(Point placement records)
···

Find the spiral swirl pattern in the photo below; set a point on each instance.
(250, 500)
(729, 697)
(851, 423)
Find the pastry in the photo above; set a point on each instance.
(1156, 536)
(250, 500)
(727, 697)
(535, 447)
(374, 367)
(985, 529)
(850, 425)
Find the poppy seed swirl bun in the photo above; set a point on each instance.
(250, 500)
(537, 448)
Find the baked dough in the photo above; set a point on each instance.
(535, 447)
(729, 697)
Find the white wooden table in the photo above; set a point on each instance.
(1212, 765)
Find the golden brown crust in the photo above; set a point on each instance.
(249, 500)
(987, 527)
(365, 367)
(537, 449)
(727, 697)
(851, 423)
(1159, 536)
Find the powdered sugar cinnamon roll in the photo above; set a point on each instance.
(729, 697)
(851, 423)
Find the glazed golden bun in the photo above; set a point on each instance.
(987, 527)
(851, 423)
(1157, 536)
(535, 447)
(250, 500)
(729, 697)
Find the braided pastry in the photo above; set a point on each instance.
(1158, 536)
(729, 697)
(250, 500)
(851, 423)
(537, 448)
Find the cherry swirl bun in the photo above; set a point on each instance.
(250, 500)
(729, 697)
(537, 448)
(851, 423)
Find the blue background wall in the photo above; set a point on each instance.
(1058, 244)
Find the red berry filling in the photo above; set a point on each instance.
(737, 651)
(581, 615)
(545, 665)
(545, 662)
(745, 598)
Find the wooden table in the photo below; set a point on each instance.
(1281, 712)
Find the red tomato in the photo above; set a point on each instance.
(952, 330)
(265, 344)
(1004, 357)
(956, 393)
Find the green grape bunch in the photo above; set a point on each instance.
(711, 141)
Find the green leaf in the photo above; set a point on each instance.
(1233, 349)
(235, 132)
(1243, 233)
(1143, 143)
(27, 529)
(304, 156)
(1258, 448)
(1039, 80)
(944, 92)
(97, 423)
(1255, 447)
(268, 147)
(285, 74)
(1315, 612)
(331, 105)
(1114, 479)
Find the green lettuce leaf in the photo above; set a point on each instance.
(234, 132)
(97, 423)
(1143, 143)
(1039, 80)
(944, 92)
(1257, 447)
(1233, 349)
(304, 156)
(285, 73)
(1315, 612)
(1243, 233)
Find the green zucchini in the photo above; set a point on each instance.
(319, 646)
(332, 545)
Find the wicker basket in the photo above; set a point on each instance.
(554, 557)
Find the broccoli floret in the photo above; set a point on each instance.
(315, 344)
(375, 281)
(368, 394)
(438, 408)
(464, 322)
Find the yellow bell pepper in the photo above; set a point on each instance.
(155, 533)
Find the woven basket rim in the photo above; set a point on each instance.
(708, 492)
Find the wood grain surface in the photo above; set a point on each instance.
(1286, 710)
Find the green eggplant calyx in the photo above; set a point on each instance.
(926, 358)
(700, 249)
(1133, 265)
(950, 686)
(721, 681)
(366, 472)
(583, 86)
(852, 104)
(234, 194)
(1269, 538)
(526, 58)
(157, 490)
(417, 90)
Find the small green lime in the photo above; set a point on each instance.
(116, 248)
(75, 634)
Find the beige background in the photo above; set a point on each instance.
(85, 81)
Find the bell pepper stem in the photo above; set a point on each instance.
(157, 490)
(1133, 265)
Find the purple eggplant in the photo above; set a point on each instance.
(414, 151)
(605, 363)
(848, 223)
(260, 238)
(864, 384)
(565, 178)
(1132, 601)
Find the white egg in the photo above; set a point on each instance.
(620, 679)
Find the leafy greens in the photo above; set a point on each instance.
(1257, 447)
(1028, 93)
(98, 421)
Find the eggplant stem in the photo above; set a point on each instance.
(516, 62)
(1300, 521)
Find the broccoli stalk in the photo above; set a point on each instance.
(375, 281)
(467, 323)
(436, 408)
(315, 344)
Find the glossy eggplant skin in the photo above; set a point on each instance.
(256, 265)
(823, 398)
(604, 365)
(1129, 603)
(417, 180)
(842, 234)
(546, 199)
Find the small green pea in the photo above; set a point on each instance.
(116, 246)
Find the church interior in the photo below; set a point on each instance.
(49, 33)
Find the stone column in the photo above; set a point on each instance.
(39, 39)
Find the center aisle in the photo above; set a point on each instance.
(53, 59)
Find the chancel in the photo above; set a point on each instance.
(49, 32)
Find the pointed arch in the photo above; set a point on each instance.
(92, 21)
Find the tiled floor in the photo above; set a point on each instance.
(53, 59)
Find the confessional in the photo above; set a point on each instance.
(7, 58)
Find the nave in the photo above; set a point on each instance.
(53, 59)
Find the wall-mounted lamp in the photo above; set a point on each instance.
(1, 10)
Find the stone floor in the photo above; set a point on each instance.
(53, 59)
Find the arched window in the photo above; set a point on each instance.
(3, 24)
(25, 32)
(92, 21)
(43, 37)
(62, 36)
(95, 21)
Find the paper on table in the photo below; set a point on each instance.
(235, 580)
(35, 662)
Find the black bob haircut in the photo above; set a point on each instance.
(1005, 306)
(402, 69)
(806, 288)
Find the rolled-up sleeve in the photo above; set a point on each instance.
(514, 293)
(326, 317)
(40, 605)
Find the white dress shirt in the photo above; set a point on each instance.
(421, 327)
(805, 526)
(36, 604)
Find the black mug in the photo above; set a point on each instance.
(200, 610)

···

#### Direction
Please output the items from their first line through the line holding "(1159, 536)", inclusive, reproducing each line verbatim.

#### Solved exercise
Find the spiral swirl pattern in the photo below; set a point on each instance.
(250, 500)
(729, 697)
(851, 423)
Find the pastry in the photo above; set a point on each instance.
(1156, 536)
(250, 500)
(727, 697)
(535, 447)
(374, 367)
(985, 529)
(850, 425)
Find the poppy seed swirl bun in the photo above; set a point on each instance.
(250, 500)
(537, 448)
Find the baked dough in the photo above; set a point on each instance.
(535, 447)
(729, 697)
Find the white wooden table in the photo above; set a point on each instance.
(1212, 765)
Find the golden brown crust in the photo above; set a point on each instance.
(249, 500)
(987, 527)
(365, 367)
(537, 449)
(727, 697)
(851, 423)
(1159, 536)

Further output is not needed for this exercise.